▶ _Source document_
** begin **

Xymon Mailing List Archive search

the all or nothing nature of hobbit

6 messages in this thread

list Dan Simoes · Thu, 7 Dec 2006 11:59:30 -0800 ·
I love hobbit and have been using it (and BB) for many years, so take this
as constructive criticism.

One of my biggest headaches with BB (and now hobbit) has been the
all-or-nothing nature of alerts.
By this I mean that if your main network link is down, everything goes red
for network status.

Something happened on my monitoring box (probably DNS) that caused a cadence
of http errors.  http was not truly down on all these N hosts on various
networks, it was the network test that was failing on the monitoring box.

I'm unaware of a solution to this issue, and I'm considering moving to
another product because of it.
Are there any solutions, either existing or planned?

Lastly, who is maintaining the debian package for hobbit?  Both the server
and client packages still have the same bugs I reported months ago.

Thanks.

Dan
list Dan Vande More · Thu, 7 Dec 2006 14:05:44 -0600 ·
Try leveraging the "depends" functionality given in bb-hosts. Correctly
implemented, it should account for most cases of multiple errors with the
tests:

http://www.hswn.dk/hobbit/help/manpages/man5/bb-hosts.5.html

I am unsure as to who maintains the debian pkg. I wish it could make it
mainline though...

Dan
quoted from Dan Simoes


On 12/7/06, Dan Simoes <user-3428f00c5f40@xymon.invalid> wrote:
I love hobbit and have been using it (and BB) for many years, so take this
as constructive criticism.

One of my biggest headaches with BB (and now hobbit) has been the
all-or-nothing nature of alerts.

** end **

▶ _Task list_
• A. Answer these questions about the mailing list thread on hobbit alerts:
(i) What does Dan Simoes say was probably the cause of the trouble on his monitoring box?
(ii) Which file does Dan Vande More name as providing the "depends" functionality?
(iii) What does Dan Simoes say about the debian server and client packages for hobbit?
• B. Pick up the mailing list thread on hobbit alerts from where it stops and continue it.

Collected data:
** begin **

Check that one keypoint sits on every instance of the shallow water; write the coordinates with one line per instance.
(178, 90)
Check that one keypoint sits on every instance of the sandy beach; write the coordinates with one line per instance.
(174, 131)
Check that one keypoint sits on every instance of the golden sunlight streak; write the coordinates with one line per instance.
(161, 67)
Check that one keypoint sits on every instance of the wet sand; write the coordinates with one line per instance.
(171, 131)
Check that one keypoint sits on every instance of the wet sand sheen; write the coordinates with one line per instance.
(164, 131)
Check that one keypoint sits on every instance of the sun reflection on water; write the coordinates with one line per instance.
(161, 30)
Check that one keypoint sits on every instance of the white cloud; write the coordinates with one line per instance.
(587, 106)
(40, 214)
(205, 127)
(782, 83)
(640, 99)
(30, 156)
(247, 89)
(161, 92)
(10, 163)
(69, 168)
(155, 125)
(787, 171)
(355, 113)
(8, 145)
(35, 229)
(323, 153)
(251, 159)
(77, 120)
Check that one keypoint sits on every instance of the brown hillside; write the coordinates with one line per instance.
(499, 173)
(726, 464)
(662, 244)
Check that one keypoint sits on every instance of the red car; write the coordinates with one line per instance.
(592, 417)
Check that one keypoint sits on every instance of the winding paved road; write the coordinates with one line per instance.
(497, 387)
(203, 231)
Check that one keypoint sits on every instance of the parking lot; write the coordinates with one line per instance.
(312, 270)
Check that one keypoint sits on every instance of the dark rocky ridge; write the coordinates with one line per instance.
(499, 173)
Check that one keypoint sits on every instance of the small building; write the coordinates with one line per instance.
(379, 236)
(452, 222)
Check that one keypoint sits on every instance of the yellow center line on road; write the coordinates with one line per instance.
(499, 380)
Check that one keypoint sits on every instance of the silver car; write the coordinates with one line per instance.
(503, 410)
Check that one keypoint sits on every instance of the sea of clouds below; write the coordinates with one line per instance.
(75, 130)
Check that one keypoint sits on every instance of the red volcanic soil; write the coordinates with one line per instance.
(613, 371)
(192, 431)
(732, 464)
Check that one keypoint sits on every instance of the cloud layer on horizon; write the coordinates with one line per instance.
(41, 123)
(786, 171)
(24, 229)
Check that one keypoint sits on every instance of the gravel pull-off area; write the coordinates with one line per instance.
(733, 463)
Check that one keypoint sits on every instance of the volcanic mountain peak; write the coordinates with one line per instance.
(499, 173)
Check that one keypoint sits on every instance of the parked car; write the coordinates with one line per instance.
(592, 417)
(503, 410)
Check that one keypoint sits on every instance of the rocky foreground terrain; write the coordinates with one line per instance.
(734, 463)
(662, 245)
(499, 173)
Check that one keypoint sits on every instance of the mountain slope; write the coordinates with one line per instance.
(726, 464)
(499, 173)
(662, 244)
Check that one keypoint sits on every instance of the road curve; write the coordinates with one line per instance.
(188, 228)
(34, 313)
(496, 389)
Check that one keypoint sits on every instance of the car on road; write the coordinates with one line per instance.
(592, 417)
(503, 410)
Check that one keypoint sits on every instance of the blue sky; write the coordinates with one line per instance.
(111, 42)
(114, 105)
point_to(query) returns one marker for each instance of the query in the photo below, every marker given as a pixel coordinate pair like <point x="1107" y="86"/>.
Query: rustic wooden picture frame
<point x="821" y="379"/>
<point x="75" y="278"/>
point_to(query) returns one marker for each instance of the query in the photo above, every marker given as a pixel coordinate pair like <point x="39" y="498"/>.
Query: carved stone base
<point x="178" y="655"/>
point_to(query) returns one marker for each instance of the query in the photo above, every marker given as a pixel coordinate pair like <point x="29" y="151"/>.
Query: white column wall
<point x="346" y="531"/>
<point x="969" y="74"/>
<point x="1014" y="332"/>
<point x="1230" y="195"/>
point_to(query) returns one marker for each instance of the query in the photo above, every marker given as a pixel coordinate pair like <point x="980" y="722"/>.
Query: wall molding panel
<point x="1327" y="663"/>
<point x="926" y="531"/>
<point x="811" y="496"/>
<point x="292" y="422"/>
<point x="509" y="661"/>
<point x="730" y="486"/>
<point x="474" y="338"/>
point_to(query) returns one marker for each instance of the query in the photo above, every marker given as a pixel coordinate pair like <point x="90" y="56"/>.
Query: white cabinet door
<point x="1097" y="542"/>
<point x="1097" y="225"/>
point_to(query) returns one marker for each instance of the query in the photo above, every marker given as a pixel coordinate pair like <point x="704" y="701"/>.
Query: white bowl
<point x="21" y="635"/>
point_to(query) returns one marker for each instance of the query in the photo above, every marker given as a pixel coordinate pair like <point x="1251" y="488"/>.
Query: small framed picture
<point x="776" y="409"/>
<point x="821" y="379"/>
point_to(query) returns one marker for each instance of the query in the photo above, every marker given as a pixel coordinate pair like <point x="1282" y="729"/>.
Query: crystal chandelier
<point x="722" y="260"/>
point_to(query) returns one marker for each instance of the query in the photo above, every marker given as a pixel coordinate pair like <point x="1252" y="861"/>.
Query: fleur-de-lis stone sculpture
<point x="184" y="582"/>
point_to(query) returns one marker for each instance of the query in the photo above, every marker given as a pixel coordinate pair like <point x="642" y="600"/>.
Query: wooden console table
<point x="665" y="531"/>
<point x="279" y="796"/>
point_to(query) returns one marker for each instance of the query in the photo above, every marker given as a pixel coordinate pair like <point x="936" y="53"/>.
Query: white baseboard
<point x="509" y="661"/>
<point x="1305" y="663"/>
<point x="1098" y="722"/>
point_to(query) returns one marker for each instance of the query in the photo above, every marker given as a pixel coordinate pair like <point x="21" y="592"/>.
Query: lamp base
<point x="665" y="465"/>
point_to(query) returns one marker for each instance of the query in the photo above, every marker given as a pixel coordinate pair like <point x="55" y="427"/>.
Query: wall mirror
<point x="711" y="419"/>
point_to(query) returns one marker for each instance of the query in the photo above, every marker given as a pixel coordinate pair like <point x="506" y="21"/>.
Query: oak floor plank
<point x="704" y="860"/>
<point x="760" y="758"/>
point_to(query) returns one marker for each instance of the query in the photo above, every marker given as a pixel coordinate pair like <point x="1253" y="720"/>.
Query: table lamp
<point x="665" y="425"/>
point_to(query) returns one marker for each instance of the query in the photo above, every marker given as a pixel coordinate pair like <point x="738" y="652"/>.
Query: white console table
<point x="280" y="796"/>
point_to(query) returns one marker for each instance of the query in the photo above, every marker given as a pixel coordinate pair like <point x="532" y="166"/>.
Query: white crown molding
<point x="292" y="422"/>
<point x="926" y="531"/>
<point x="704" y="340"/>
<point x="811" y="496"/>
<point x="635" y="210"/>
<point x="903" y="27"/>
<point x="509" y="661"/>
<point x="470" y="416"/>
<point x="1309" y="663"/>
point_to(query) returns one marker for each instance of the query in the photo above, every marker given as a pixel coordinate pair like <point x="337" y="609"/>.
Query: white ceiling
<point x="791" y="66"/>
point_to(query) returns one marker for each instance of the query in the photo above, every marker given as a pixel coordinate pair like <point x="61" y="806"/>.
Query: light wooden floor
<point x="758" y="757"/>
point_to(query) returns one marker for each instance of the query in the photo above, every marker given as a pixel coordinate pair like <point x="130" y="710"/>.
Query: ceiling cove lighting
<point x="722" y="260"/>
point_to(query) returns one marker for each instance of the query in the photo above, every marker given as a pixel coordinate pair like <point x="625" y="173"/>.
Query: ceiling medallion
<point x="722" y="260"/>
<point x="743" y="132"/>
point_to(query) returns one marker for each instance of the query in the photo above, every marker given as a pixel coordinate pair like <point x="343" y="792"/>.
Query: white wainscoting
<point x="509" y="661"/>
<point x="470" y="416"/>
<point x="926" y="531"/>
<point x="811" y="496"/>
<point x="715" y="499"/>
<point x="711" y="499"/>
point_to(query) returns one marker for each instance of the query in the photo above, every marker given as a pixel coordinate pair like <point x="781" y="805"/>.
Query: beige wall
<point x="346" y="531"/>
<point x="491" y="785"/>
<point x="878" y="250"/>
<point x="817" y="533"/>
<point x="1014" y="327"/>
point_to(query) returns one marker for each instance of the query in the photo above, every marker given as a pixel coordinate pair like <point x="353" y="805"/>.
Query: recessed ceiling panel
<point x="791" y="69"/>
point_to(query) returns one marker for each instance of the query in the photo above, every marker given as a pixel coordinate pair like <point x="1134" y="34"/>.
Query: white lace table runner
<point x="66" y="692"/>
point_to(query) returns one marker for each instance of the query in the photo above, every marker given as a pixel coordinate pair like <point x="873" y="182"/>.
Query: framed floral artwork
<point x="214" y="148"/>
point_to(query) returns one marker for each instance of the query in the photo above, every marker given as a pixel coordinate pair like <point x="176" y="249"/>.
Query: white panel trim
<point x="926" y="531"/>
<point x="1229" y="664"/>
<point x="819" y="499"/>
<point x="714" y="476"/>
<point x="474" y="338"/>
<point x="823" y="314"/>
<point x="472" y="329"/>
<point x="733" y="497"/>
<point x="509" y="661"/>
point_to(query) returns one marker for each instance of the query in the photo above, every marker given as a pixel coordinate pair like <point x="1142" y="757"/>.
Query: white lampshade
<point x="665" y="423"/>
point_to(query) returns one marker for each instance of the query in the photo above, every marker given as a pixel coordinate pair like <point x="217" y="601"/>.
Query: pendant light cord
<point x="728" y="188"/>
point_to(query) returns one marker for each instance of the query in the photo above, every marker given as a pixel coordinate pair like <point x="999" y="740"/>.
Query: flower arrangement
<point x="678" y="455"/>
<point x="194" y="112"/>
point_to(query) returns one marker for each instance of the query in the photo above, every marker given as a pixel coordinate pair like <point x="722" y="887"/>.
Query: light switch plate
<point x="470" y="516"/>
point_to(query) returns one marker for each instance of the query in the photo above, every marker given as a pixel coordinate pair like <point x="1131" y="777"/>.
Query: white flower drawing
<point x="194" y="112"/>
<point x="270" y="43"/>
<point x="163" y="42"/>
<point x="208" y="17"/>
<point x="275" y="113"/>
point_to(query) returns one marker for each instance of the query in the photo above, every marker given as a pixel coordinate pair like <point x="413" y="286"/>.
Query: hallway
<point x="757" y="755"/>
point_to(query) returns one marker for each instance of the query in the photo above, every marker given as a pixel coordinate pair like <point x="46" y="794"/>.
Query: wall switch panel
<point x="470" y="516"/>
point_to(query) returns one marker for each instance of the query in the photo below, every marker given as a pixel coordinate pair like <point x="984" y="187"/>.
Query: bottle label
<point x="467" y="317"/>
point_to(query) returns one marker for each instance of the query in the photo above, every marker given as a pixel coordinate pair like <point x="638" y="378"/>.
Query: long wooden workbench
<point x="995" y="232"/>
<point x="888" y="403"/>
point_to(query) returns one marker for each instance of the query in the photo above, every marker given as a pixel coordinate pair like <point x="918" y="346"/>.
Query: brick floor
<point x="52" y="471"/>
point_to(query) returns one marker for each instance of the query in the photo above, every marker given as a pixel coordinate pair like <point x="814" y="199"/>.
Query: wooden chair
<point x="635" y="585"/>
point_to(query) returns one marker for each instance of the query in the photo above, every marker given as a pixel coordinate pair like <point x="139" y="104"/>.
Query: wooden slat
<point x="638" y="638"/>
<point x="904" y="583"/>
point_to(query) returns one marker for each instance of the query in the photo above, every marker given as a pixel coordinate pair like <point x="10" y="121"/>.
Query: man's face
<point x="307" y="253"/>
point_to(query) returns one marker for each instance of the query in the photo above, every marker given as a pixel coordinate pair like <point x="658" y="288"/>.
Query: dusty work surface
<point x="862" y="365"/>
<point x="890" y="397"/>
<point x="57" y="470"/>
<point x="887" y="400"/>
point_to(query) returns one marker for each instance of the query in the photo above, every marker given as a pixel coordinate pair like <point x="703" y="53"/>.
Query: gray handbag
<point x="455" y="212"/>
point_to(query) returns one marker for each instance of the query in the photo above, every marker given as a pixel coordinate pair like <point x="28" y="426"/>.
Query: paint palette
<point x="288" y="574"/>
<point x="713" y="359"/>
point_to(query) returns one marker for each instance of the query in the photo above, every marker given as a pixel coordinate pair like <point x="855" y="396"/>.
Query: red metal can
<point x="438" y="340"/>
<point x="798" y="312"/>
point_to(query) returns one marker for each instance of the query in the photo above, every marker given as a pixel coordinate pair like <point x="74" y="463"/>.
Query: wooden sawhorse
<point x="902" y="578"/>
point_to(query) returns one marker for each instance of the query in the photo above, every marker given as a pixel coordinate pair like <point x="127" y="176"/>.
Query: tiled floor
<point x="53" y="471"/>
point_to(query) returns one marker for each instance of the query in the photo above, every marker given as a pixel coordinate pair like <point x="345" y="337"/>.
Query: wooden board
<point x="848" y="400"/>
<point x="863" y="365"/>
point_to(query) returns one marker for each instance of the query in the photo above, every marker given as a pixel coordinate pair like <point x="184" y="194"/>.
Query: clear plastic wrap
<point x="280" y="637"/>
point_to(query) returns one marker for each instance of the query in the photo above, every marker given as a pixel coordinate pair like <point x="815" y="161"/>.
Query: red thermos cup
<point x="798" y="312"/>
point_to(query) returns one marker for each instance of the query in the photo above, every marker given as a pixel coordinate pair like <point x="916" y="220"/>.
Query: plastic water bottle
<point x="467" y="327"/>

** end **

▶ _Exercise answers_
• A.
(i) DNS.
(ii) bb-hosts.
(iii) Both still have the same bugs he reported months ago.

• B.
By this I mean that if your main network link is down, everything goes red
for network status.

Something happened on my monitoring box (probably DNS) that caused a
cadence of http errors.  http was not truly down on all these N hosts on
various networks, it was the network test that was failing on the monitoring
box.

I'm unaware of a solution to this issue, and I'm considering moving to
another product because of it.
Are there any solutions, either existing or planned?

Lastly, who is maintaining the debian package for hobbit?  Both the server
and client packages still have the same bugs I reported months ago.

Thanks.

Dan

list Henrik Størner · Thu, 7 Dec 2006 22:05:47 +0100 ·
quoted from Dan Simoes
On Thu, Dec 07, 2006 at 11:59:30AM -0800, Dan Simoes wrote:
I love hobbit and have been using it (and BB) for many years, so take this
as constructive criticism.

One of my biggest headaches with BB (and now hobbit) has been the
all-or-nothing nature of alerts.
By this I mean that if your main network link is down, everything goes red
for network status.

Something happened on my monitoring box (probably DNS) that caused a cadence
of http errors.  http was not truly down on all these N hosts on various
networks, it was the network test that was failing on the monitoring box.
It's a valid point - but it is also very, very difficult to handle. Not
so much because it is difficult to suppress alerts; the $1bn question is
how to decide when to suppress an alert, and which issue is the root
cause of all the problems we're seeing.

Heck, sometimes it can be difficult even for intelligent humans to
figure out what is really going on ...

I think what this really boils down to is some form of event correlation
mechanism, on top of which you then apply some heuristics (that's a
fancy word for "guessing") to decide what is the core issue. E.g. if we
have 200 tests reporting a failure because of a DNS lookup that timed
out, then we probably have an issue with the DNS server we used. But it
could also be a firewall mis-configuration that blocks our outbound DNS
queries, or an IP address conflict that causes our DNS lookups to go to 
a server which doesn't handle DNS - it is really hard for any machine to
figure that out by itself.

The current implementation is not ideal, I'll be the first to admit
that. Any ideas for improving it are welcome, but please consider the
possibilities for the system making wrong decisions. I'd rather send out
one alert too many than one too few.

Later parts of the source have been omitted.